[Start RECORD EXCERPTS]
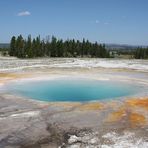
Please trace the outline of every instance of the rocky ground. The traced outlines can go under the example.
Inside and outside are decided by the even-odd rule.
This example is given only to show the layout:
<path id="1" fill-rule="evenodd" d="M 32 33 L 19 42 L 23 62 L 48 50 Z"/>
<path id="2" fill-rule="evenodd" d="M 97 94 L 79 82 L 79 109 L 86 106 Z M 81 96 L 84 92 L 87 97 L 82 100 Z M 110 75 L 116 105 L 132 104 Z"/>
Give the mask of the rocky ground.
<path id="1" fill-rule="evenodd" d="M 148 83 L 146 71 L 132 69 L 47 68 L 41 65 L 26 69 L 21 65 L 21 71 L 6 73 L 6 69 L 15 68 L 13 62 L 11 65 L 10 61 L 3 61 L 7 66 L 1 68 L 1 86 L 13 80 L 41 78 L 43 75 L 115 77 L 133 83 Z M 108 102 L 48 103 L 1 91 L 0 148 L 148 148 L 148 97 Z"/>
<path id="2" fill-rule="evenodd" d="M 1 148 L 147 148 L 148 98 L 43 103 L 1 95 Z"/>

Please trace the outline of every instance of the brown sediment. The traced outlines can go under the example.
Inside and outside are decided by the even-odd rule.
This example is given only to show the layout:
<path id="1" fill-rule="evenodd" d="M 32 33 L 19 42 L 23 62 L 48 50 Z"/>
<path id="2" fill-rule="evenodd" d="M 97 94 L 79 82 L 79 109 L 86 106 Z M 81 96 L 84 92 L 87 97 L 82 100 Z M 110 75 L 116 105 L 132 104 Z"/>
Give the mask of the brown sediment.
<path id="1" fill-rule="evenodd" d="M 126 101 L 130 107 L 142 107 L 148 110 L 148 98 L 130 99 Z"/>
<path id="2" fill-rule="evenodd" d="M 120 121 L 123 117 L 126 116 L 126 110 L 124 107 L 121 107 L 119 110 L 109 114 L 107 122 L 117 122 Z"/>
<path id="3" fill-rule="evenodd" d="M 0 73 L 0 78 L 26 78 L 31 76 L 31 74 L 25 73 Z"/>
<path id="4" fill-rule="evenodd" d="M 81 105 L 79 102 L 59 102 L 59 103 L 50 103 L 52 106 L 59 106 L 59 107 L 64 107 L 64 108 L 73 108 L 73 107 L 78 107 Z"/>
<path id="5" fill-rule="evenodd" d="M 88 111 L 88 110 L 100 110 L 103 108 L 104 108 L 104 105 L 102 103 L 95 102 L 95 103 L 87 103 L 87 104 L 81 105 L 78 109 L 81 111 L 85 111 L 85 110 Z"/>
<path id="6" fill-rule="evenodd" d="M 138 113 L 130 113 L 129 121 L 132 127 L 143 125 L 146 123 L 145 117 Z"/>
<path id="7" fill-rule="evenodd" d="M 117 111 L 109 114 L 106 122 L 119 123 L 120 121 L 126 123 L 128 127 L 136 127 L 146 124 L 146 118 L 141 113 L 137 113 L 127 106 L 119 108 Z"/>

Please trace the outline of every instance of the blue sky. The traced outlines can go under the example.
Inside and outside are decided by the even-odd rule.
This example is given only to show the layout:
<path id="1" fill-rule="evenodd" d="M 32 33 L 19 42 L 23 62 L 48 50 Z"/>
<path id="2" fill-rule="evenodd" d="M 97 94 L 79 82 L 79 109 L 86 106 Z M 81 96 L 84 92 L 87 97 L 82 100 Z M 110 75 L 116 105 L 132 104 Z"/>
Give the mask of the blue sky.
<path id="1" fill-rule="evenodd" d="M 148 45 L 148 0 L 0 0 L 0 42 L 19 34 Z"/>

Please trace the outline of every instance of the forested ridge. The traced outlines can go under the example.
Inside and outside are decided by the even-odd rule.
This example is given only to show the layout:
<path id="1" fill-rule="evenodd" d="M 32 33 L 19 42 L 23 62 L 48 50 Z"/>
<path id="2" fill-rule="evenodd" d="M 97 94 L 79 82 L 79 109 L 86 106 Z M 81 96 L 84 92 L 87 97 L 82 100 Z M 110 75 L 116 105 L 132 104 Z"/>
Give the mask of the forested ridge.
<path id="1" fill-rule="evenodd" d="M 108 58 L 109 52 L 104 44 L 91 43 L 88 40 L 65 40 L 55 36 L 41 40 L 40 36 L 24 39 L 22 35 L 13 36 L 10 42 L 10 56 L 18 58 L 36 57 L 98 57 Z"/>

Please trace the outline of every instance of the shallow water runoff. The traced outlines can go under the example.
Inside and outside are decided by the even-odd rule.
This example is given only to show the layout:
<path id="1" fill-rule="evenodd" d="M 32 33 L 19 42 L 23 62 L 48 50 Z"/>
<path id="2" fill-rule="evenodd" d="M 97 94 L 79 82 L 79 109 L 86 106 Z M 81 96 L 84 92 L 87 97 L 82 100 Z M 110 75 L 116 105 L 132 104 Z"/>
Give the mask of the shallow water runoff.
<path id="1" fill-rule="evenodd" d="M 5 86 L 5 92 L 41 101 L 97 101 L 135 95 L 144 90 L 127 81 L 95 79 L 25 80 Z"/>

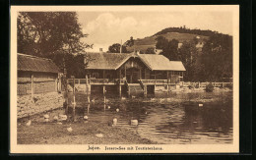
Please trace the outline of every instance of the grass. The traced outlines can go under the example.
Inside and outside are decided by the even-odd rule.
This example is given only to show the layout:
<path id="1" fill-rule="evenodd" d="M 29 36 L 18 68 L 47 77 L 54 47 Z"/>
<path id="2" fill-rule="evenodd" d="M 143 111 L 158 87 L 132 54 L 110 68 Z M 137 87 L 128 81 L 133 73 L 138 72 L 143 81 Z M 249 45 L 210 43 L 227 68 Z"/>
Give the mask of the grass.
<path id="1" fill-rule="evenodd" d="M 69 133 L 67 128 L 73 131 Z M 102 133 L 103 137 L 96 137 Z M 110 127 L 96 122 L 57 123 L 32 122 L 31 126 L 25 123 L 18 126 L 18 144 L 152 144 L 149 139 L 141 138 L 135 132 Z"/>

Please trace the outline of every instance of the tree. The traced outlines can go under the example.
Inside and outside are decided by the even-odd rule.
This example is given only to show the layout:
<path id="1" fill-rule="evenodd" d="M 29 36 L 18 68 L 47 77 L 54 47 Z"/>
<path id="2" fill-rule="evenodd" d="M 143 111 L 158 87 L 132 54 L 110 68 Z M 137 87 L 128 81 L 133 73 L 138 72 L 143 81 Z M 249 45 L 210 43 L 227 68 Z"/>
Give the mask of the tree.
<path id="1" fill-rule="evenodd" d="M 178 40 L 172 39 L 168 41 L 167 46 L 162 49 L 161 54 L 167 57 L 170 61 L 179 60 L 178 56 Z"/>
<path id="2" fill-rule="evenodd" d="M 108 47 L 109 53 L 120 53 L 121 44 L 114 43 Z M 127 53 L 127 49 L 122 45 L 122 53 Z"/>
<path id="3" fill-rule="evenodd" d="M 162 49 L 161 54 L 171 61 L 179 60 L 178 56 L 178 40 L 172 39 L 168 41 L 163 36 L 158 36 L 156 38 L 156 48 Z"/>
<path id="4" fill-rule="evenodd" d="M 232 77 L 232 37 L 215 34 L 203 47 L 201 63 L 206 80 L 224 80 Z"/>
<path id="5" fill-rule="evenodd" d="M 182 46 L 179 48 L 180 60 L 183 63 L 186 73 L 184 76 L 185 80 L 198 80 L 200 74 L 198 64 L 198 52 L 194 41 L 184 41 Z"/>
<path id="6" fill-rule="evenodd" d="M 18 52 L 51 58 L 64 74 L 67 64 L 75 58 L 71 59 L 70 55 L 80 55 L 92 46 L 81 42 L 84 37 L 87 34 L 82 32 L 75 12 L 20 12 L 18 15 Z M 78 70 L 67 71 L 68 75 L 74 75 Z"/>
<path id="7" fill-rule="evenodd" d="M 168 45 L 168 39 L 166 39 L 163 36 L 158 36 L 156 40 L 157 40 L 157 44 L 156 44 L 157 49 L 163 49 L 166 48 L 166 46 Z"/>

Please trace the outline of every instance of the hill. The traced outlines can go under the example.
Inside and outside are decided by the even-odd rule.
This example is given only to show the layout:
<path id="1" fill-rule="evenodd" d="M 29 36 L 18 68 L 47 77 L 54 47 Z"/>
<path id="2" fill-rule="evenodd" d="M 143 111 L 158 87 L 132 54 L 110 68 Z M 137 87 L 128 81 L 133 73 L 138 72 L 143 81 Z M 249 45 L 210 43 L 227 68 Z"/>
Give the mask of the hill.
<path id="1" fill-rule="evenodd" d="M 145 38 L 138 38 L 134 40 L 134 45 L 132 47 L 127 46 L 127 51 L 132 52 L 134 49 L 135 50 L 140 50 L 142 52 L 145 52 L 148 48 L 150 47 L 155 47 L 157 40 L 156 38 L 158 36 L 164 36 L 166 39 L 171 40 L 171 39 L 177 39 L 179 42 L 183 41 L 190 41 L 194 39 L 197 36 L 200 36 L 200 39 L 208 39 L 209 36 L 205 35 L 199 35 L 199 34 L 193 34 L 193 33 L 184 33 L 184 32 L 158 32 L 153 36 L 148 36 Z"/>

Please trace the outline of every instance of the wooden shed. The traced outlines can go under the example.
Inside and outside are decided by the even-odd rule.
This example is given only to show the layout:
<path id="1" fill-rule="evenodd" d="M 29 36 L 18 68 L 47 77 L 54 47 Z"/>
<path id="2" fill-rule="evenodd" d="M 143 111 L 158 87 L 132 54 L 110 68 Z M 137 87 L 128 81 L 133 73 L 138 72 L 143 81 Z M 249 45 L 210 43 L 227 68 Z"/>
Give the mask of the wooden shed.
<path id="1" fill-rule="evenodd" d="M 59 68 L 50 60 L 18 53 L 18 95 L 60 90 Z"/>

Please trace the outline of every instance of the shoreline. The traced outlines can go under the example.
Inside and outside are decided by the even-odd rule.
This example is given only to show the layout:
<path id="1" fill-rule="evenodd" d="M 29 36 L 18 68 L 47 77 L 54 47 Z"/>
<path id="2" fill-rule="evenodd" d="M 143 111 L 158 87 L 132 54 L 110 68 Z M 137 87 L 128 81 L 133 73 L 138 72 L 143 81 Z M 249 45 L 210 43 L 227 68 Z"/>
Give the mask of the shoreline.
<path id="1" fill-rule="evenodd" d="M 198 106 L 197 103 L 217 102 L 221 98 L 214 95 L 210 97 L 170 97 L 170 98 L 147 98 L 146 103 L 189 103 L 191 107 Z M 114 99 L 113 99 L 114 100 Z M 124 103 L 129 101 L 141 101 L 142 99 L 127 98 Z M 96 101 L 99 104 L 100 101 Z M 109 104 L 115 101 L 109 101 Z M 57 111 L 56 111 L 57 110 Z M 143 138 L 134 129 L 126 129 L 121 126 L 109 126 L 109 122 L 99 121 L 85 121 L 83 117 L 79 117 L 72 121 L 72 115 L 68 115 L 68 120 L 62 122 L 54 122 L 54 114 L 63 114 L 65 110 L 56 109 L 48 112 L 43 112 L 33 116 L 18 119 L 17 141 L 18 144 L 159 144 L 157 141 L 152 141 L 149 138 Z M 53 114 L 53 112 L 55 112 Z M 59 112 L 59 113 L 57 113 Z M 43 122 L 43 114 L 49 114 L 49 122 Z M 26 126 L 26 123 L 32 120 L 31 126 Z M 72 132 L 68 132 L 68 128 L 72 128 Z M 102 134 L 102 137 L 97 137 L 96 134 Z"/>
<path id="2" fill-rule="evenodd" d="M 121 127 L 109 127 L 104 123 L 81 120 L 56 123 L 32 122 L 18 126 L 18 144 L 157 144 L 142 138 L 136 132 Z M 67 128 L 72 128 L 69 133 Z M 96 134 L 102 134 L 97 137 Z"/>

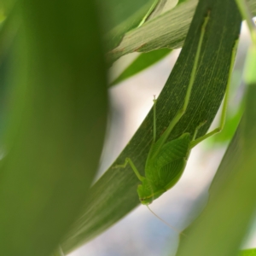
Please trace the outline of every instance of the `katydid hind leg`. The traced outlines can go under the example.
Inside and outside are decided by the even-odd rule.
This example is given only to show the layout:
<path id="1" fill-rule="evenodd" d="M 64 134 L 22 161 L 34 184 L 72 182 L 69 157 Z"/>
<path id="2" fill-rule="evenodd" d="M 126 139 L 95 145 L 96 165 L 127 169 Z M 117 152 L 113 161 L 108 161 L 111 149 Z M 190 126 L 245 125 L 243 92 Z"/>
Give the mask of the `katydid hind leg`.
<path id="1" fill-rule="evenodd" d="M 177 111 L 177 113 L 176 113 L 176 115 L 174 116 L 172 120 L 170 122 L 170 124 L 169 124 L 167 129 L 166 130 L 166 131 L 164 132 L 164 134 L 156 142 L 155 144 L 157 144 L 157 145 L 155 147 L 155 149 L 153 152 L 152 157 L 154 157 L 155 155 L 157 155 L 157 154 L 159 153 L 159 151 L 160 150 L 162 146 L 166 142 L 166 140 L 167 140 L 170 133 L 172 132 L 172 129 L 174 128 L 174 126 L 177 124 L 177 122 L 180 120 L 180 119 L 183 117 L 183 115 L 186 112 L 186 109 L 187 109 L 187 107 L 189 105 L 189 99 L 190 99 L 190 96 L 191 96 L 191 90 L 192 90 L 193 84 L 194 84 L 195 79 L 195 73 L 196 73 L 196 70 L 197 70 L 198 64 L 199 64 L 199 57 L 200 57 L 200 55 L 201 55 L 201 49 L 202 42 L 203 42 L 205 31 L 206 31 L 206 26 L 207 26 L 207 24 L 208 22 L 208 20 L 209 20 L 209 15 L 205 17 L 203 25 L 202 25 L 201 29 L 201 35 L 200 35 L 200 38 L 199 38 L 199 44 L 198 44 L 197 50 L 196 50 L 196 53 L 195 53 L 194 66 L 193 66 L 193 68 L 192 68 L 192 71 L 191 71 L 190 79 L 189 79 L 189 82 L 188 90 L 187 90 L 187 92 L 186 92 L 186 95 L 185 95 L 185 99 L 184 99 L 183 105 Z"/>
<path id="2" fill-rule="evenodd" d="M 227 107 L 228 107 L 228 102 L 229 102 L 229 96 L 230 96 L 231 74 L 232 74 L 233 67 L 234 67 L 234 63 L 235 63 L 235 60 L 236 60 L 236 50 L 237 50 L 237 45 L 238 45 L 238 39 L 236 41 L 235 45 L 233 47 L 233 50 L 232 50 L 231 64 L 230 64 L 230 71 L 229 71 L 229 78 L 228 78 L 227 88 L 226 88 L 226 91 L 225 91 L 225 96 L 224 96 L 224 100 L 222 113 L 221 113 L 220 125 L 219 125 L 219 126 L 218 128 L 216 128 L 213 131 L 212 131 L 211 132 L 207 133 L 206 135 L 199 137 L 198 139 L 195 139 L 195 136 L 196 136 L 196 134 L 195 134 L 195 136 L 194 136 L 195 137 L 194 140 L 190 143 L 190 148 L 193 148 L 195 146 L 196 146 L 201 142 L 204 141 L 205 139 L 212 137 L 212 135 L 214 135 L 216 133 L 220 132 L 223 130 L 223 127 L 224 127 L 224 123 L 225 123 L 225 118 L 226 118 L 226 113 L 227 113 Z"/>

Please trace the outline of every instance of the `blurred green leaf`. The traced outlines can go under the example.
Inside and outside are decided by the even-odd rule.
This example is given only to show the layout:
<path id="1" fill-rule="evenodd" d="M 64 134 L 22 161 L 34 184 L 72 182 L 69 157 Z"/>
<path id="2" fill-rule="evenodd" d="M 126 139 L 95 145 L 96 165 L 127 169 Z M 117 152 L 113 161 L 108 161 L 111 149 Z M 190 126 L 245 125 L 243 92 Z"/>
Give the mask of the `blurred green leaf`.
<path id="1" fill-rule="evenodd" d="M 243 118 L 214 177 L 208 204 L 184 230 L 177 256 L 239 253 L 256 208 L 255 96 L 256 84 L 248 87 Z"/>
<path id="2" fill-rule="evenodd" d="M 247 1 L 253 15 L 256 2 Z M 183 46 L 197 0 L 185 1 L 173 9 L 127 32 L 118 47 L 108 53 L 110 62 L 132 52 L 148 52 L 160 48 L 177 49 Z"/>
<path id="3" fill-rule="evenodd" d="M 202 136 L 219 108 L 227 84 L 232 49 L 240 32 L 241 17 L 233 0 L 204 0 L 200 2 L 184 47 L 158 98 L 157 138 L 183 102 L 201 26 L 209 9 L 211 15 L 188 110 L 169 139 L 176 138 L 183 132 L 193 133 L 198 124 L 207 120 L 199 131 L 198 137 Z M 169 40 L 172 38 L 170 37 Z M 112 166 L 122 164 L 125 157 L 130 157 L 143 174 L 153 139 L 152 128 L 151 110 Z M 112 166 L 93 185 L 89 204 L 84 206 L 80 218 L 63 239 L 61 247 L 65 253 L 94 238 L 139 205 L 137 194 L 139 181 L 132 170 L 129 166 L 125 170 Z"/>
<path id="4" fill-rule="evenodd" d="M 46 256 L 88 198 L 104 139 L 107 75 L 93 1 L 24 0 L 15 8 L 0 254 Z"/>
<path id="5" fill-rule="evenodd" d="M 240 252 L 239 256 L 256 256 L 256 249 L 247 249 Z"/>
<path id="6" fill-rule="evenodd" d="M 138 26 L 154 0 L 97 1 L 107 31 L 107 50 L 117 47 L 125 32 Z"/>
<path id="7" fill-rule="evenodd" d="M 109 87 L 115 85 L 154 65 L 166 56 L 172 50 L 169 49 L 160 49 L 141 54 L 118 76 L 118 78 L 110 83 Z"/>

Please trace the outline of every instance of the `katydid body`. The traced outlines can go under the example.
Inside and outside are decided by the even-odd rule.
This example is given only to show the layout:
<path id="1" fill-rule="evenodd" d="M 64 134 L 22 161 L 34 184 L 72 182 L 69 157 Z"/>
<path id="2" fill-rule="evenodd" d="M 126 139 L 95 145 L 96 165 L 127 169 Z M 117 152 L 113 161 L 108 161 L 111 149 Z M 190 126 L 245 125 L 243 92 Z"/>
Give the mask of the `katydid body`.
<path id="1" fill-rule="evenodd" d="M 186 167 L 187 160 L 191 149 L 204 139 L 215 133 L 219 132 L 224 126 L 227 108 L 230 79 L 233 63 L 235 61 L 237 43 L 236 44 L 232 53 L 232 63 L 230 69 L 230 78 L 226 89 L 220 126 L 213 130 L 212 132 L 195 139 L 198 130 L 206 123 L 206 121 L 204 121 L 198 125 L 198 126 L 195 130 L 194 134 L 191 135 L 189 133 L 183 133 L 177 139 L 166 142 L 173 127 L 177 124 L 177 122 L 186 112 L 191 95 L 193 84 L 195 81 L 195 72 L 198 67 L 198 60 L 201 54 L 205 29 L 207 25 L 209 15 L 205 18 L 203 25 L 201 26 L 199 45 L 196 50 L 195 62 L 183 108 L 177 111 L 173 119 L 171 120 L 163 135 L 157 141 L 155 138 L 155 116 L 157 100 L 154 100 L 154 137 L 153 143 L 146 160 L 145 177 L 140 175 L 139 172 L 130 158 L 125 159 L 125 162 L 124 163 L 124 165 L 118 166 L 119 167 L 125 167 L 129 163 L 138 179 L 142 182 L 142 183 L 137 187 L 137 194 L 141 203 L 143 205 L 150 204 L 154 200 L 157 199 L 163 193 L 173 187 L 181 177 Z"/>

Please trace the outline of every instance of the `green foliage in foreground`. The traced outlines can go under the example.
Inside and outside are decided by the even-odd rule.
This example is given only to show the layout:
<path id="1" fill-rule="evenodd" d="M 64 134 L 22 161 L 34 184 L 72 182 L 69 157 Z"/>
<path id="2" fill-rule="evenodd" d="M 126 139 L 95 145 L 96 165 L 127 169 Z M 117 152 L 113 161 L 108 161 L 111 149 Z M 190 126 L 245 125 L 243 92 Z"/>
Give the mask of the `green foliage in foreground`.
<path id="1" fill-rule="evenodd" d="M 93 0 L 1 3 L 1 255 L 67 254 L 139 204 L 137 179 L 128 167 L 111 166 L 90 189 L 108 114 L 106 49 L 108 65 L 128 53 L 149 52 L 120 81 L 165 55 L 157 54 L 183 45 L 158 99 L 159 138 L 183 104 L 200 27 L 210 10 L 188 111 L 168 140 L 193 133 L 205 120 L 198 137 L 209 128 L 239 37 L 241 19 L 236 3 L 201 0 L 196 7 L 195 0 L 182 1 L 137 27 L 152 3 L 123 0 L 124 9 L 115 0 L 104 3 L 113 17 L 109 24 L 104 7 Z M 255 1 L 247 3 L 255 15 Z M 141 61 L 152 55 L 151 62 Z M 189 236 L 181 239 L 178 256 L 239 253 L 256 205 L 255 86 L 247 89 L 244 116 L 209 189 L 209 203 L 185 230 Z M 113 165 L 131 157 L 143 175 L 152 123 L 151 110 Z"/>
[End RECORD EXCERPTS]
* STATED TASK *
Rescale the data starting with the line that contains "Please trace the outline of every instance of the grass." and going on through the line that contains "69 133 L 67". Give every one of those lines again, with each coordinate in the answer outlines multiplied by 1.45 and rounded to a whole number (halves up), while the request lines and their layout sample stay unchanged.

* TASK ANSWER *
Please trace the outline of every instance of the grass. The traced outlines can go under the example.
Inside and outside are decided by the even-odd rule.
This example is given only to show the layout:
<path id="1" fill-rule="evenodd" d="M 29 36 L 18 68 L 47 77 L 54 47 Z"/>
<path id="2" fill-rule="evenodd" d="M 143 111 L 158 87 L 132 54 L 110 68 Z M 137 87 L 128 81 L 133 73 L 138 72 L 143 81 Z M 249 45 L 210 43 L 227 68 Z"/>
Give the mask of the grass.
<path id="1" fill-rule="evenodd" d="M 100 193 L 97 186 L 106 190 Z M 148 193 L 149 199 L 139 199 Z M 160 184 L 139 177 L 83 178 L 46 177 L 45 183 L 36 178 L 26 183 L 26 209 L 220 209 L 216 202 L 204 200 L 196 191 Z"/>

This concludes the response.